START PASSAGE SHOWN

This month marks not only the beginning of a new year, but a special anniversary for libraries on Whidbey Island.
Sno-Isle Libraries officially formed 60 years ago, in January 1963. Two months prior in November 1962, Island County voters approved the organization of an inter-county rural library district with Snohomish County.
Longtime Langley Library Manager Vicky Welfare said the library system has seen a number of significant changes over the years. A Sno-Isle Libraries employee since 1984, Welfare said the integration of online resources into the library system as the internet became commonplace has made materials and programs more accessible for everyone.
The library used to house shelves of reference books that people would use to look up answers to their informational questions, Welfare remembered; now those shelves have shrunk, but the library’s internet databases have grown. E-books and audiobooks have also helped to increase readership.
“The number of physical books being checked out has dipped, but with the rise of the digital book formats included in the mix, more books are being checked out than ever before,” Welfare said.
Programming within the library system has also expanded, she said. While for many years, library programs began and ended with children’s storytimes, in the years before the COVID-19 pandemic, programs for adults took off. When those programs moved online to accommodate pandemic safety measures, attendance soared, she said.

END PASSAGE SHOWN

EXERCISE TASKS –
[a] Print the part of the article on Sno-Isle Libraries' 60th anniversary from "Programming within the" up to and including "soared, she said.".
[b] Carry on the article about Sno-Isle Libraries' 60th anniversary from its final sentence.
The material that comes next stands apart from the article on Sno-Isle Libraries.

START RECORD EXTRACTS

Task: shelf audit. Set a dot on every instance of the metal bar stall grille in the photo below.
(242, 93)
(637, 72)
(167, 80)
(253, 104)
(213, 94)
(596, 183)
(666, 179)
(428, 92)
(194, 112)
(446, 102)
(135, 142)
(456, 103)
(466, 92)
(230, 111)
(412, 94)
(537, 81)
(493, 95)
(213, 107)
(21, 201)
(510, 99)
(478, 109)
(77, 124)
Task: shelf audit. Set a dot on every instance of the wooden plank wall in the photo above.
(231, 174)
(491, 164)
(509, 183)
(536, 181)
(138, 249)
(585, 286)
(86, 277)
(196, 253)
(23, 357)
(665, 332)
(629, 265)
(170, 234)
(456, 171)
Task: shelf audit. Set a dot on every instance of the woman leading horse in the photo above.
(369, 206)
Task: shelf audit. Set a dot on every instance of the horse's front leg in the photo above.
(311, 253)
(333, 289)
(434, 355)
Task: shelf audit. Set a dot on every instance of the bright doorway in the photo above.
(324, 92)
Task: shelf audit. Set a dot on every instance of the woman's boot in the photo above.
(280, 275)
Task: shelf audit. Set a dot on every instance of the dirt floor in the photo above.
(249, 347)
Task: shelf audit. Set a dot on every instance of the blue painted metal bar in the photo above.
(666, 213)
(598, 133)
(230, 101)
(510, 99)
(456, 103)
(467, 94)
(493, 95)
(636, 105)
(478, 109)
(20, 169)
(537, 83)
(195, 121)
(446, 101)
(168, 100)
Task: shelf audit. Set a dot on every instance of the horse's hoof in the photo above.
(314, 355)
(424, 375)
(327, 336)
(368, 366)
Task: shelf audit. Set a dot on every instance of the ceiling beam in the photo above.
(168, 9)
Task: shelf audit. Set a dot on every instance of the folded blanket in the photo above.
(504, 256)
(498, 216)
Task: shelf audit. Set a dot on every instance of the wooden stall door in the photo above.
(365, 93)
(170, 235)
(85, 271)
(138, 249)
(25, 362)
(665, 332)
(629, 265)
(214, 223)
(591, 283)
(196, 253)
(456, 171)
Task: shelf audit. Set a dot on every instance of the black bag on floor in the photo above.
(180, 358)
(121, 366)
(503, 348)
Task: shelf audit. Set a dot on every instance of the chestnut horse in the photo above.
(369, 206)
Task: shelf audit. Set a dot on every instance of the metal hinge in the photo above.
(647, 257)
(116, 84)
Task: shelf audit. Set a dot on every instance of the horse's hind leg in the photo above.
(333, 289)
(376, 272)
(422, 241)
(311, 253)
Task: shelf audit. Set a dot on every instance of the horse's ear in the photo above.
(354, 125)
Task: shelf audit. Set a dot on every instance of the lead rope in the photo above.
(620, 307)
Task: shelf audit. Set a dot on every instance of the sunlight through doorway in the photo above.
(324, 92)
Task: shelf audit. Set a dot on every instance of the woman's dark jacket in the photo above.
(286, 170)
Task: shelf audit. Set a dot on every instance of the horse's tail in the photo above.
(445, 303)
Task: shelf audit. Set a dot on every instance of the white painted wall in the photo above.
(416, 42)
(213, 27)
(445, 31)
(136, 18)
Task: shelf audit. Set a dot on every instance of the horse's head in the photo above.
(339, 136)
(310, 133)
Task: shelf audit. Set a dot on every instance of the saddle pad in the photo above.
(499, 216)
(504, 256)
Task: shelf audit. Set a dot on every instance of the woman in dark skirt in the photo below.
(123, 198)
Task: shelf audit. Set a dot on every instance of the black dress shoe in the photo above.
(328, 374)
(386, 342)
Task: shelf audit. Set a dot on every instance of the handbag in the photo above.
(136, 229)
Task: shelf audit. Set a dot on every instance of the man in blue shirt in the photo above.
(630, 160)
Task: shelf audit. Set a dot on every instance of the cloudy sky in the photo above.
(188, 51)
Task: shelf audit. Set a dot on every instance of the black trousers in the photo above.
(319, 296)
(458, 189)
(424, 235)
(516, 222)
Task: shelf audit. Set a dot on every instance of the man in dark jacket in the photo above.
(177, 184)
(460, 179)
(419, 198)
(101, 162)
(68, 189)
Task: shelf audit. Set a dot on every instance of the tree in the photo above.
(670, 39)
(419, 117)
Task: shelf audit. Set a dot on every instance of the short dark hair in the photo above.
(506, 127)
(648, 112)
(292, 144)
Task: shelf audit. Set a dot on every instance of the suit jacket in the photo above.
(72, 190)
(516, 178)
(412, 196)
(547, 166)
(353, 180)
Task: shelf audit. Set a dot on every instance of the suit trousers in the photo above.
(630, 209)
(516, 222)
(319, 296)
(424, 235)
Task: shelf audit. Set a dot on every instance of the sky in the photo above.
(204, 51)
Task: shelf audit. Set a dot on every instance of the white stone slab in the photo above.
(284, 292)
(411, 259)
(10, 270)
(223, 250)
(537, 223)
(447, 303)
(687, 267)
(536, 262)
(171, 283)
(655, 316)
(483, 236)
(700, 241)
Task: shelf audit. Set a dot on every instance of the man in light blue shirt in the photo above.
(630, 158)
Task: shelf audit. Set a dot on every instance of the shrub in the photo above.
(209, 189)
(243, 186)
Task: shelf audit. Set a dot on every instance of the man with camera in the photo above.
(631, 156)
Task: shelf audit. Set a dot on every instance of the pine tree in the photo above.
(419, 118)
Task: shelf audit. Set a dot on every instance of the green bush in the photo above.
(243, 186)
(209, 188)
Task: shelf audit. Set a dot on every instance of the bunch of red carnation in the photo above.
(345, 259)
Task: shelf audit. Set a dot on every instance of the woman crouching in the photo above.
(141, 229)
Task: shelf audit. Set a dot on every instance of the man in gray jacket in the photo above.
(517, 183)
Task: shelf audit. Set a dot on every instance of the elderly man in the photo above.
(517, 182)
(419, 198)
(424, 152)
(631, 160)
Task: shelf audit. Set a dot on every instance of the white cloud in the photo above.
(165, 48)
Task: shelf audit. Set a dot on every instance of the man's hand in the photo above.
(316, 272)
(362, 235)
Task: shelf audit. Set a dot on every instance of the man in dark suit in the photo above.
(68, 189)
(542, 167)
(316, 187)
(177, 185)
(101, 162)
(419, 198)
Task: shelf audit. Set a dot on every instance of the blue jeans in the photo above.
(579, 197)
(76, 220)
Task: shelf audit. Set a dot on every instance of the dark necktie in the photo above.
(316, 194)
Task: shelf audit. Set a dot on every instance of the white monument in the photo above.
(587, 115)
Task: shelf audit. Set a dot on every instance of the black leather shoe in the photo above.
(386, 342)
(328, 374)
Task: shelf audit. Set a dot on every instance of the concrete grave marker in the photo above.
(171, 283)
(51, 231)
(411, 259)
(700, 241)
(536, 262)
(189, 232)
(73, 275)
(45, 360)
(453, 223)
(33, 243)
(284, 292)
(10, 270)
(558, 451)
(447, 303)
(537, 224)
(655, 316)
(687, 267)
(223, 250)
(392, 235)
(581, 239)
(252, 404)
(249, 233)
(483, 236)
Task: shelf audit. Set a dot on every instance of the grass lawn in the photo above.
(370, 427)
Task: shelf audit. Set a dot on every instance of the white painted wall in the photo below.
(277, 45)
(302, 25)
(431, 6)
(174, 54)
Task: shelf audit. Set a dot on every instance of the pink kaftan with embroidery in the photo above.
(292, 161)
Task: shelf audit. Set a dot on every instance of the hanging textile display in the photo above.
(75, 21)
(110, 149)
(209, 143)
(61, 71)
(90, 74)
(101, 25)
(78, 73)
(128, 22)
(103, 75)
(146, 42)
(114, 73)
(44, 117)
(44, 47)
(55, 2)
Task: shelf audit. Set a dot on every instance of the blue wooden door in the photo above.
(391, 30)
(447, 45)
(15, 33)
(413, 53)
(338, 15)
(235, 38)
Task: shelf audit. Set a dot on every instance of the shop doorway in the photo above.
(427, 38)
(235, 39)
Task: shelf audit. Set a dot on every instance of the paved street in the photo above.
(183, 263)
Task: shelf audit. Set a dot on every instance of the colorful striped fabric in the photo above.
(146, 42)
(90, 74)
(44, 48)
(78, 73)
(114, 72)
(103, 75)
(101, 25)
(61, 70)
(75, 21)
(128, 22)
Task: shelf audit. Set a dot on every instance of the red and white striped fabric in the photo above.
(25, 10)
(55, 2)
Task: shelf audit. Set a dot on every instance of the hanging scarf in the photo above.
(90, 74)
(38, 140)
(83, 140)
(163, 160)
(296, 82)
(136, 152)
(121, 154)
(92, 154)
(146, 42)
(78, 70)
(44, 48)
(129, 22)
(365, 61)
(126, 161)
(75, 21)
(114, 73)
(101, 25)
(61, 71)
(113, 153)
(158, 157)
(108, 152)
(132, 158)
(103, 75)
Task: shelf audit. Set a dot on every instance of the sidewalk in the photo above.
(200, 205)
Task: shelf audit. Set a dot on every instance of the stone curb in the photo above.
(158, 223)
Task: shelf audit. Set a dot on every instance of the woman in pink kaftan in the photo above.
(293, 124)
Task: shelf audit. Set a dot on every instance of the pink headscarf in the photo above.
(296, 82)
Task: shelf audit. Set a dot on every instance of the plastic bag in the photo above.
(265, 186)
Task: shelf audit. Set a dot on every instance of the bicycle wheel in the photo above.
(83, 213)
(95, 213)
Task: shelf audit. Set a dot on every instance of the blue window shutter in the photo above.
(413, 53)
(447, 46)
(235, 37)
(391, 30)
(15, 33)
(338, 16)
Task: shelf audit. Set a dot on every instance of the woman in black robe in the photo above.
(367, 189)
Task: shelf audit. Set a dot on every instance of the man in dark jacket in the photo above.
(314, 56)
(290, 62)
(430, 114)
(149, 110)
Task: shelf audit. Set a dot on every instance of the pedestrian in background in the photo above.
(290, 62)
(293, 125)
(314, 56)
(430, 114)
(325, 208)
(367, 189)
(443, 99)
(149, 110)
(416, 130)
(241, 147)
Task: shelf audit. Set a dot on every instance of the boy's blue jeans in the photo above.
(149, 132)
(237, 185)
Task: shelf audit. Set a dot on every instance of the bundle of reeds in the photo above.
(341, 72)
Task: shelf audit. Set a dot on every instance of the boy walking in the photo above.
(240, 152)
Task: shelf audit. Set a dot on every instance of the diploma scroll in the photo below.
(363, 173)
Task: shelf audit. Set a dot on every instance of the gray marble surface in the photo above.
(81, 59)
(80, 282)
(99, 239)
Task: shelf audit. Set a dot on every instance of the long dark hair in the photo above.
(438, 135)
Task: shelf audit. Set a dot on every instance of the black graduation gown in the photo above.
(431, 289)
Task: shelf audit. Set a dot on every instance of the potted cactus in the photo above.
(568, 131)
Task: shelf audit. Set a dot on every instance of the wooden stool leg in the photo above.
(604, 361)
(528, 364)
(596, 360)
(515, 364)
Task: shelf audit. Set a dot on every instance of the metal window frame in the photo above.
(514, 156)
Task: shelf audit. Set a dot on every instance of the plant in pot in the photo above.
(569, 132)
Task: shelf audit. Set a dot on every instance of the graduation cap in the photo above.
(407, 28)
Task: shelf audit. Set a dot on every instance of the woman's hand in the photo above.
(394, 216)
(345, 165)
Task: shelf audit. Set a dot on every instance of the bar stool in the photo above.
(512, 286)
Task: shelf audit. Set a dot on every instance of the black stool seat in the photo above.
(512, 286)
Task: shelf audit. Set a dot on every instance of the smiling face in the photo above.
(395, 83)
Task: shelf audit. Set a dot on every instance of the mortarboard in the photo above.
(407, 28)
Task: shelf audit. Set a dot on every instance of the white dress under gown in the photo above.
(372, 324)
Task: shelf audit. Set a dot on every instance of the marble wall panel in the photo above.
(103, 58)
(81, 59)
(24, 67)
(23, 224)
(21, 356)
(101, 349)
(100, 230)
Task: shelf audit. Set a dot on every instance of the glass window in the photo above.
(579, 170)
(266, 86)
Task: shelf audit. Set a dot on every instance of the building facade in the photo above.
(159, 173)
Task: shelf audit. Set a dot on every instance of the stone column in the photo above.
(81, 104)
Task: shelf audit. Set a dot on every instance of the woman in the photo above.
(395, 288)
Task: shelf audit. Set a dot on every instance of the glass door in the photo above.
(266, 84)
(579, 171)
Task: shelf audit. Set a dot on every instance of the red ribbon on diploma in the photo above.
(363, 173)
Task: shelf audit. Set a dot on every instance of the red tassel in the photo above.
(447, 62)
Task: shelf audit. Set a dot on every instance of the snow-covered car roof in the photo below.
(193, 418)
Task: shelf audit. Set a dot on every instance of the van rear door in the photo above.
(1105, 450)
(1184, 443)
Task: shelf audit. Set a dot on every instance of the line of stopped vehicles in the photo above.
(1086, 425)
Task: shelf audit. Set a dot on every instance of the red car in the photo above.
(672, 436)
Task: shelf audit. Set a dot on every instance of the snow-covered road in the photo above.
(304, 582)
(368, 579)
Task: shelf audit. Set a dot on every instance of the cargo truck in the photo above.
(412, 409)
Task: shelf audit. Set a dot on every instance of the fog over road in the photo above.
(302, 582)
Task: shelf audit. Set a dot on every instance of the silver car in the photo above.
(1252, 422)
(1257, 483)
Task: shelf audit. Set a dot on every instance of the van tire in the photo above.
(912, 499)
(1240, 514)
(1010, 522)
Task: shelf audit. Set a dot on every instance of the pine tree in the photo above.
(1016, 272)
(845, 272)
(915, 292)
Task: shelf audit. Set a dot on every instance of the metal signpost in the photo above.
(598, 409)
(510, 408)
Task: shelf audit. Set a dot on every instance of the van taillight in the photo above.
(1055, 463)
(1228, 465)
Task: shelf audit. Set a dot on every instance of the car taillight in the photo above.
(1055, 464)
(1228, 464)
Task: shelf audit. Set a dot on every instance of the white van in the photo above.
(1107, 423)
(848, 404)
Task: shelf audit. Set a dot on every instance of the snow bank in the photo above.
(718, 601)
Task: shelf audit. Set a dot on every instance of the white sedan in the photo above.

END RECORD EXTRACTS

REPLIES –
[a]
Programming within the library system has also expanded, she said. While for many years, library programs began and ended with children’s storytimes, in the years before the COVID-19 pandemic, programs for adults took off. When those programs moved online to accommodate pandemic safety measures, attendance soared, she said.

[b]
The Langley Library building is the only one on the island that predates the formation of the Sno-Isle district; established in 1923, the Langley Library will celebrate its 100th birthday this year. The library in Coupeville was built in 1988. The Oak Harbor and Freeland library buildings followed, in 1993 and 1994 respectively, and the Clinton library opened its doors in 2000.
In the midst of 60th anniversary excitement, island library employees are also celebrating a year of reading on Whidbey.
According to data provided by Sno-Isle Libraries Communications Manager Katie Leone, Whidbey Island libraries saw 311,677 visitors in 2022. Whidbey Island customers made 425,091 checkouts and renewals from the library system during the year.
Top checkouts system-wide in 2022 included several thrillers, such as “Run, Rose, Run” by Dolly Parton and James Patterson; Pacific Northwest guidebooks like “The Mountains Are Calling” by Nancy Blakey; young adult reads such as “Gallant” by V. E. Schwab; and books for younger readers, including “Sunlight on the Snow Leopard,” the latest Magic Treehouse installment by Mary Pope Osborne.
Library staff also shared some of their favorite reads from 2022. For Welfare, “The New Yorkers” by Sam Roberts and “California Soul: an American Epic of Cooking and Survival” by Keith Corbin were among her top picks. The former is the story of “31 individuals who played key roles in the development of New York and America since colonial times,” and the latter is the “inspirational story of how a tough street kid working every hustle changed his life and became a well-respected Michelin-starred chef,” she wrote in an email.
From the Clinton Library, employee Kathryn O’Brien enjoyed “Lessons in Chemistry” by Bonnie Garmus, Zo Hill’s favorite was “A Prayer for the Crown-Shy” by Becky Chambers, and Kaley Costello picked “Where the Drowned Girls Go” by Seanan McGuire.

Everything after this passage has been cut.